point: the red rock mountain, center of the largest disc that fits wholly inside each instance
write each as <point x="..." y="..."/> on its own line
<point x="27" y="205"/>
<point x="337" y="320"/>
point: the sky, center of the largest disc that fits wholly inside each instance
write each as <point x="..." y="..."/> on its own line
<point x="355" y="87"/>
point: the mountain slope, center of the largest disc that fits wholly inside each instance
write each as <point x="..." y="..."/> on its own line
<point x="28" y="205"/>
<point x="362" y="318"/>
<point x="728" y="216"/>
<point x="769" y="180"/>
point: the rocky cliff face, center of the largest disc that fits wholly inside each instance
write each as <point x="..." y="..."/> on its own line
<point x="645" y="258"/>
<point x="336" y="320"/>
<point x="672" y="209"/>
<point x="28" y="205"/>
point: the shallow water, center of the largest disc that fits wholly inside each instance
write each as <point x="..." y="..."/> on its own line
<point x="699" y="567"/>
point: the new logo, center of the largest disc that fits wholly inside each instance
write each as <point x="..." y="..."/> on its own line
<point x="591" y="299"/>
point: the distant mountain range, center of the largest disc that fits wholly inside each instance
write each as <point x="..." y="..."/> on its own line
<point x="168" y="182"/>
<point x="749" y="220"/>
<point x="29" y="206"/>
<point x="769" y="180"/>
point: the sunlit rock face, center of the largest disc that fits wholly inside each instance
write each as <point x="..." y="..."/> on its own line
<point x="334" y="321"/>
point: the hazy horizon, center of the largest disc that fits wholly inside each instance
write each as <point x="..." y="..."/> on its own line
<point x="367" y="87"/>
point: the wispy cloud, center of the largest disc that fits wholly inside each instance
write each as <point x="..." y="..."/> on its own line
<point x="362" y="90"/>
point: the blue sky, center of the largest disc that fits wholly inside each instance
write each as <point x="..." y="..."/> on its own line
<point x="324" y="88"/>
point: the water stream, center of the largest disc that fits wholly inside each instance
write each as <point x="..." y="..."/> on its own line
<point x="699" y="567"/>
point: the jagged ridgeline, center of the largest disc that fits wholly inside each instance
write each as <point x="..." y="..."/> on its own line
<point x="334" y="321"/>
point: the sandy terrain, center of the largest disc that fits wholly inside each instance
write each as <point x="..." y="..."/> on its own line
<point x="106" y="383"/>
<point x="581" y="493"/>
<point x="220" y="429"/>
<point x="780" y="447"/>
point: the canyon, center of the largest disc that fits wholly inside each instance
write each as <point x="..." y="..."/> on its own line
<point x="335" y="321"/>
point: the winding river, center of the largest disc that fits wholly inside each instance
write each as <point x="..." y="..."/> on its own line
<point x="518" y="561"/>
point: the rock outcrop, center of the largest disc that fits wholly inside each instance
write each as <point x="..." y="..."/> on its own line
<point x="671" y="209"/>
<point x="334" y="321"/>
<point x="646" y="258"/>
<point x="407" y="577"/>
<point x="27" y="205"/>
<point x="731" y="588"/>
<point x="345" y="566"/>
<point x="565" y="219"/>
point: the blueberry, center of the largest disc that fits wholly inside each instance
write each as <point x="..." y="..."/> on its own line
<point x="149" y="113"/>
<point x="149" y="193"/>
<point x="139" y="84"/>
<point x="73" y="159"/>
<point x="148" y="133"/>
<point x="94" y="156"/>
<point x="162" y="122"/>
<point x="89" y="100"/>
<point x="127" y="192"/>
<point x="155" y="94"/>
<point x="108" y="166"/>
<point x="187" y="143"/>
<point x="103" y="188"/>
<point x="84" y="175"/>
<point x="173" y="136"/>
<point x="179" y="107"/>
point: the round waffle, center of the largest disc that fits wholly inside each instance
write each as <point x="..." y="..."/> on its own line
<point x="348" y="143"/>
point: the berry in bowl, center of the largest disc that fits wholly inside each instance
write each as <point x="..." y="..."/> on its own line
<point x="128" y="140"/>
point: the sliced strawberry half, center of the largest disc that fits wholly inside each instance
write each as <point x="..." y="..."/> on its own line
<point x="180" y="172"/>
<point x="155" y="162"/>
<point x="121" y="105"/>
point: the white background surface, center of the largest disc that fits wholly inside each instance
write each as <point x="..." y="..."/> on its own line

=== WORK INSTRUCTIONS ===
Copy each line exactly, from the line containing "point: the canyon, center" down to the last line of the material, and no other lines.

=== FINISHED EXERCISE ===
point: the canyon, center of the largest disc that fits wholly inside each instance
write each as <point x="..." y="..."/> on its own line
<point x="335" y="321"/>
point: the winding river, center of the largest disc that fits wholly inside each instance
write each as <point x="..." y="..."/> on its own line
<point x="518" y="561"/>
point: the rock outcrop, center of the largest disc that fits wholly inside each instance
write each as <point x="..." y="..."/> on its own line
<point x="671" y="209"/>
<point x="334" y="321"/>
<point x="646" y="258"/>
<point x="407" y="577"/>
<point x="27" y="205"/>
<point x="731" y="588"/>
<point x="345" y="566"/>
<point x="565" y="219"/>
point: the blueberry, center of the largest disc that fits wholly inside each instance
write each as <point x="..." y="..."/> on its own line
<point x="149" y="113"/>
<point x="149" y="193"/>
<point x="139" y="84"/>
<point x="73" y="159"/>
<point x="148" y="133"/>
<point x="94" y="156"/>
<point x="162" y="122"/>
<point x="89" y="100"/>
<point x="127" y="192"/>
<point x="155" y="94"/>
<point x="108" y="166"/>
<point x="187" y="143"/>
<point x="103" y="188"/>
<point x="84" y="175"/>
<point x="173" y="136"/>
<point x="179" y="107"/>
point: the round waffle, center of the largest disc that fits wholly inside each instance
write each as <point x="..." y="..."/> on its own line
<point x="348" y="143"/>
point: the berry in bowl, center of the largest disc that fits wholly inside each instance
write each as <point x="..." y="..."/> on its own line
<point x="128" y="140"/>
point: the sliced strawberry half, center of the largest disc that fits wholly inside each instance
write each as <point x="..." y="..."/> on its own line
<point x="180" y="172"/>
<point x="155" y="162"/>
<point x="121" y="105"/>
point: the white background surface, center of the largest disc that fits wholly inside each instance
write each as <point x="..." y="..."/> on its own line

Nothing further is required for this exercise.